§ Exercise text:
────────
2022 student body racial composition
| Category | Percent |
|---|---|
| White | 75.9% |
| Black | 20.1% |
| Hispanic | 2.1% |
| *Other | 1.1% |
| Non-Resident Immigrant | 0.7% |

- Note: This racial-ethnic group includes Asian, Native American or Alaska Native, Native Hawaiian or Other Pacific Islander, and other racial or ethnic categories not explicitly listed in the table.

As of the 2022–2023 school year, the student body is 59.3% female and 40.6% male.

==Student life==

Undergraduate demographics as of Fall 2023
| Race and ethnicity | Total |  |
| White | 72% |  |
| Black | 17% |  |
| Two or more races | 5% |  |
| Hispanic | 4% |  |
| Unknown | 1% |  |
Economic diversity
| Low-income | 44% |  |
| Affluent | 56% |  |

Bluefield State became a residential university in 2021 for the first time since 1968.

=== Athletics ===
Bluefield State athletic teams are the Big Blue. There are 21 intercollegiate varsity sports and many intramural sports.

Bluefield State belongs to the National Collegiate Athletic Association (NCAA) at the NCAA Division II level, primarily competing in the Central Intercollegiate Athletic Association (CIAA) since the 2023–24 academic year; its men's wrestling team is an affiliate of Conference Carolinas. Prior to this, Bluefield State competed as a D-II independent as well as an Independent in the United States Collegiate Athletic Association (USCAA) from 2013–14 to 2022–23, and as a member of the now defunct West Virginia Intercollegiate Athletic Conference (WVIAC) from 1955–56 to 2012–13.

In 2020, President Capehart announced the return of football to the athletics program for the first time since 1980. Eleven new sports were added as well.

====History====
Sports have a prominent place in Bluefield State's past and recent history. Teams competed in the Colored Intercollegiate Athletic Association—now the Central Intercollegiate Athletic Association (CIAA)—from 1932 to 1955. In 1955, the college joined the West Virginia Intercollegiate Athletic Conference (WVIAC) and remained there until its dissolution in 2013. It competed as an Independent until 2023 when it was re-admitted into the CIAA.

The archives of the WVIAC are housed at Bluefield State's Jefferson Library.

In 1927 and 1928, football teams (then the "Blue Devils") won Negro College Athletic Association national championships as announced by the Pittsburgh Courier. In 2020, football began its return to campus with the hiring of head coach Tony Coaxum. In 2021, the team played its first games in 41 years and finished the season with a 4–3 record. In 2022, the team played its second season as an independent and finished 4–4. In 2023, the Big Blue competed in the CIAA for the first time in 70 years against other historically black colleges and universities.

Men and women's basketball teams competed in the West Virginia Intercollegiate Athletic Conference (WVIAC) from 1955 until its dissolution in 2013. The men's teams were tournament finalists in 1987 and 1988. The women's teams won conference titles in 1985, 1987, 1990 and 1993. Additionally, they won tournament titles in 1985 and 1993 and were finalists in 1986, 1989, 1992 and 1994.

The men's golf team won a WVIAC championship in 2011. In 2021, it won the USCAA national championship.

The men's tennis team won a WVIAC championship in 2012. It won an NCAA Regional championship in 2021 and competed in the Division II Finals for the first time.

The women's volleyball team won the USCAA championship in 2022.

The men's and women's track & field teams both won the USCAA championship in 2023.
────────
§ Stored data:

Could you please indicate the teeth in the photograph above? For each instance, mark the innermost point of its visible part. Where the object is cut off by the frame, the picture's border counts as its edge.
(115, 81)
────────
§ Exercises:
(1) Answer these questions using the Bluefield State text:
(a) What percentage of the student body was female as of the 2022–2023 school year?
(b) In what year did the men's golf team win the USCAA national championship?
(c) Where are the archives of the WVIAC housed?
(2) List every year in which the women's basketball teams won conference titles, according to the Bluefield State text.
(3) Repeat everything in the Bluefield State text from "In 2020, President" down to "added as well.".
The lines have no connection to the Bluefield State text.

§ Results of the exercise:
(1)
(a) 59.3%
(b) 2021
(c) Bluefield State's Jefferson Library

(2) 1985, 1987, 1990, 1993

(3)
In 2020, President Capehart announced the return of football to the athletics program for the first time since 1980. Eleven new sports were added as well.